* [Stated goal A] Write out the email below about blk-mq and entropy, word for word.

* [Source document]

On 09/06/18 16:03, Xuewei Zhang wrote:
> On Thu, Sep 6, 2018 at 3:42 PM Theodore Y. Ts'o <tytso@....edu> wrote:
>> There was a discussion about a number of *years* ago; blk-mq has been
>> baking for a very long time.  In the early days of block_mq, the
>> overwhelming percentage of the users of blk-mq where those who were
>> using PCIe attached flash.  So when, I raised this question, the
>> argument was that SSD users have no entropy.  Which I agree with; but
>> now that blk-mq is the default, and hard drives are using blk-mq, it's
>> time for a patch like Xuewei's.
>
> Besides Ted's point of "SSD users have no entropy", I think there are
> two more reasons:
> 1. setting QUEUE_FLAG_ADD_RANDOM has a more visible performance hit
> on SSD disks than rotational disks.
> 2. SSD disks provide less entropy than rotational disks.
> I actually experimented on Container-Optimized OS, running on Google
> Compute Engine with QUEUE_FLAG_ADD_RANDOM set.

* [Data shown]
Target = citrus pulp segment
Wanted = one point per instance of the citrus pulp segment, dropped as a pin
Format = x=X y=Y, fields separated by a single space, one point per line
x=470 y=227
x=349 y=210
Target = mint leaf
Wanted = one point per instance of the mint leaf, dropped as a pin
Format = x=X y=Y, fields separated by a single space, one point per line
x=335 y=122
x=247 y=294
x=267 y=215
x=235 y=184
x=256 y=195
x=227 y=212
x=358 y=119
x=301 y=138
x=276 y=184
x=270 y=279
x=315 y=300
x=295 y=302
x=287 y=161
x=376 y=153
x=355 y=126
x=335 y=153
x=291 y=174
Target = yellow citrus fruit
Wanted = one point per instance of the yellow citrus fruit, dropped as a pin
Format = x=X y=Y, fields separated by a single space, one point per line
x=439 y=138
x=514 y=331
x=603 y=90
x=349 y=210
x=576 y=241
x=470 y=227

* [Stated goal B] Extract the entries above, from their first line up to and including the line with "x=291 y=174". Reproduce only those lines, unchanged.

* [Expected output A]
On 09/06/18 16:03, Xuewei Zhang wrote:
> On Thu, Sep 6, 2018 at 3:42 PM Theodore Y. Ts'o <tytso@....edu> wrote:
>> There was a discussion about a number of *years* ago; blk-mq has been
>> baking for a very long time.  In the early days of block_mq, the
>> overwhelming percentage of the users of blk-mq where those who were
>> using PCIe attached flash.  So when, I raised this question, the
>> argument was that SSD users have no entropy.  Which I agree with; but
>> now that blk-mq is the default, and hard drives are using blk-mq, it's
>> time for a patch like Xuewei's.
>
> Besides Ted's point of "SSD users have no entropy", I think there are
> two more reasons:
> 1. setting QUEUE_FLAG_ADD_RANDOM has a more visible performance hit
> on SSD disks than rotational disks.
> 2. SSD disks provide less entropy than rotational disks.
> I actually experimented on Container-Optimized OS, running on Google
> Compute Engine with QUEUE_FLAG_ADD_RANDOM set.

* [Expected output B]
Target = citrus pulp segment
Wanted = one point per instance of the citrus pulp segment, dropped as a pin
Format = x=X y=Y, fields separated by a single space, one point per line
x=470 y=227
x=349 y=210
Target = mint leaf
Wanted = one point per instance of the mint leaf, dropped as a pin
Format = x=X y=Y, fields separated by a single space, one point per line
x=335 y=122
x=247 y=294
x=267 y=215
x=235 y=184
x=256 y=195
x=227 y=212
x=358 y=119
x=301 y=138
x=276 y=184
x=270 y=279
x=315 y=300
x=295 y=302
x=287 y=161
x=376 y=153
x=355 y=126
x=335 y=153
x=291 y=174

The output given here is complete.